◆ Pointing and labeling entries:
————
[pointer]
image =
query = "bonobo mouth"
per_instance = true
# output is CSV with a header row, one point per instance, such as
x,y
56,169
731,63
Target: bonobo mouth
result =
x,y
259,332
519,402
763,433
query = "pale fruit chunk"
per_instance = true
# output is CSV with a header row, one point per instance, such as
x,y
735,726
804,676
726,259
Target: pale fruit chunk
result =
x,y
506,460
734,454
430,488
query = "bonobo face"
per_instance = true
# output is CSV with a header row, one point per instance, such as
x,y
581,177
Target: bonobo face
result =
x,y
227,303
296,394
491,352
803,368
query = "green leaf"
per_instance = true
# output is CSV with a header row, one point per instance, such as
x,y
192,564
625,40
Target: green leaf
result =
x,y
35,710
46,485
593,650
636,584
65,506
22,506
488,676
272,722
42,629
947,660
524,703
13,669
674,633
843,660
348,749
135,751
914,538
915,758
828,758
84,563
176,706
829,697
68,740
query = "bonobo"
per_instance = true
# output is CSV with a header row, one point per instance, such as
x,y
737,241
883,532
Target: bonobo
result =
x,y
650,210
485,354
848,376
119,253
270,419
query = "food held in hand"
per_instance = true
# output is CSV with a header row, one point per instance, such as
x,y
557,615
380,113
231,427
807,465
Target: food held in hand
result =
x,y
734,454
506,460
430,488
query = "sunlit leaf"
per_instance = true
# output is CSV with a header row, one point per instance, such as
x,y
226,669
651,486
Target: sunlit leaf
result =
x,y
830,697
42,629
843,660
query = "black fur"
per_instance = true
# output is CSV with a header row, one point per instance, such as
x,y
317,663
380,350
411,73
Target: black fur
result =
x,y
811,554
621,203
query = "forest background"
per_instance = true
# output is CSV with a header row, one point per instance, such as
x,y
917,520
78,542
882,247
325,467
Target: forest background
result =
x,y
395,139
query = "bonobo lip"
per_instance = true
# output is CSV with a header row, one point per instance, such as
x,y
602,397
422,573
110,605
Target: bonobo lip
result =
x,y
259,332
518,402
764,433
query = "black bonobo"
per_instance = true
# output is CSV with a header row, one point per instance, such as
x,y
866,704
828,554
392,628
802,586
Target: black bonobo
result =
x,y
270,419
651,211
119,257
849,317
————
◆ WHAT IS EXPECTED:
Retype the listing. Match it exactly.

◆ FINISHED TASK:
[pointer]
image =
query = "bonobo mouth"
per_instance = true
# output is CSV with a header row, one point per instance, such as
x,y
56,169
731,63
Target: bonobo mouth
result =
x,y
259,332
519,402
763,433
query = "pale fruit chunk"
per_instance = true
# output is CSV with a header row, one point per instance, such as
x,y
735,726
804,676
726,259
Target: pale fruit chunk
result =
x,y
506,460
734,454
430,488
query = "bonobo face"
per_instance = true
# output is CSV with a header row, one point per instance, such as
x,y
581,177
Target: bonobo face
result =
x,y
227,303
296,394
491,352
803,368
query = "green leaf"
per_instance = true
# output is CSV with a header row, one point per instance, such as
x,y
192,564
625,40
Target: green leaf
result =
x,y
35,710
46,485
593,650
636,584
65,506
22,506
488,676
272,722
42,629
947,660
524,703
13,669
674,633
843,660
348,749
135,751
914,538
915,758
828,758
84,563
176,706
829,697
68,740
query = "bonobo"
per_instance = true
# output is CSV with a header row, one point per instance, such as
x,y
737,241
883,532
Target: bonobo
result =
x,y
650,210
485,354
848,376
119,253
270,419
query = "food held in hand"
per_instance = true
# output is CSV with a header row, one point per instance, such as
x,y
557,615
380,113
231,427
807,465
Target: food held in hand
result =
x,y
734,454
506,460
430,488
query = "sunlit leaf"
per_instance = true
# output is CSV with a header row, one point per instance, such as
x,y
226,669
651,486
Target: sunlit leaf
result =
x,y
830,697
42,629
843,660
query = "black fur"
per_instance = true
# output is CSV with a header row, one point per instance, such as
x,y
317,663
380,350
411,73
Target: black fur
result =
x,y
811,554
621,203
query = "forest background"
per_instance = true
# output is CSV with a header row, one point per instance, such as
x,y
917,520
78,542
882,247
325,467
Target: forest background
result =
x,y
395,139
query = "bonobo lip"
per_instance = true
# output is CSV with a header row, one point per instance, such as
x,y
602,397
422,573
110,605
Target: bonobo lip
result =
x,y
259,332
518,402
764,433
query = "black bonobo"
per_instance = true
# output is CSV with a header row, one point per instance, such as
x,y
866,704
828,554
392,628
802,586
Target: black bonobo
result =
x,y
270,419
651,211
119,257
849,317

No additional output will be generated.